Seorang yang mempunyai moral, boleh diartikan karena kehendaknya
sendiri berbuat sopan atau kebajikan karena suatu motif material, atau
ajaran filsafat moral semata. Sifatnya sangat sekuler, duniawi, sikap
itu biasanya ada selama ikatan-ikatan material itu ada, termasuk di
dalamnya penilaian manusia, ingin memperoleh kemasyhuran dan pujian dari
manusia. Suatu sikap yang tidak punya hubungan halus dan mesra dengan
yang maha kuasa yang transenden.[11]
Dengan moral saja, ia tidak punya sesuatu yang tertanam dalam jiwa, konsekwensinya mudah goyah dan kemudian hilang.
Berbeda dengan akhlak, ia adalah “perbuatan suci yang terbit dari
lubuk jiwa yang paling dalam, karenanya mempunyai kekuatan yang hebat.”[12]
Dalam Ihya Ulumuddin, Imam Al Ghazali berkata: “Akhlak adalah sifat
yang tertanam dalam jiwa, daripadanya timbul perbuatan yang mudah, tanpa
memerlukan pertimbangan terlebih dahulu”.[13]
Dari kutipan diatas penulis dapat ambil suatu kesimpulan bahwa akhlak
Islam adalah suatu sikap mental dan laku perbuatan yang luhur,
mempunyai hubungan dengan zat yang maha kuasa Allah. Akhlak adalah
produk dari keyakinan atas kekuasaan dan keesaan Alllah, yaitu produk
dari jiwa tauhid.
D. Macam-macam Akhlak
Imam Al Ghazali mengatakan bahwa akhlak ada dua macam :
- Akhlak Terpuji
Dalam masalah ini Imam Al-Ghazali menjelaskan beberapa pendapat Ulama tentang akhlak yakni sebagai berikut:
a. Hasan Al Bisri berpendapat bahwa akhlak yang terpuji yaitu manis
muka tidak suka menyakiti orang lain baik oleh perkataan maupun
perbuatan.
b. Al Wasith mengatakan ialah tidak memusuhi dan tidak dimusuhi orang karena sangat makrifat kepada Allah SWT.
c. Abu Ustman berkata akhlak yang baik ialah Ridho/puas terhadap ketentuan Allah baik yang senang ataupun yang tidak senang.
________________________________________
### DAFTAR TUGAS
**a.** Jawab pertanyaan berikut berdasarkan teks tentang akhlak:
(i) Menurut Imam Al Ghazali dalam Ihya Ulumuddin, akhlak adalah sifat yang tertanam di mana?
(ii) Menurut Imam Al Ghazali, ada berapa macam akhlak?
(iii) Menurut Abu Ustman, apa akhlak yang baik itu?
**b.** Ulangi persis baris-baris dalam entri, mulai dari baris yang memuat "Target: deep blue water" sampai akhir entri, kedua ujungnya termasuk.

Entri anotasi titik pada gambar:
________________________________________
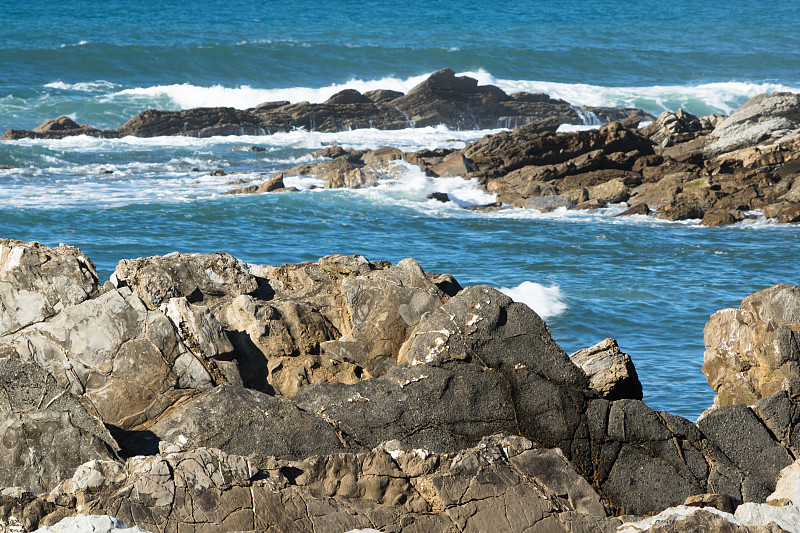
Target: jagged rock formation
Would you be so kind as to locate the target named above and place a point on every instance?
(753, 352)
(684, 167)
(344, 393)
(444, 98)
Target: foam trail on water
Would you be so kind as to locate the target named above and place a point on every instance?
(186, 96)
(546, 301)
(701, 99)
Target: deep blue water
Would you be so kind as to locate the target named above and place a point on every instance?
________________________________________
### JAWABAN TIAP TUGAS
**a.**
(i) Dalam jiwa.
(ii) Dua macam.
(iii) Ridho/puas terhadap ketentuan Allah, baik yang senang ataupun yang tidak senang.

**b.**
Target: deep blue water
Would you be so kind as to locate the target named above and place a point on every instance?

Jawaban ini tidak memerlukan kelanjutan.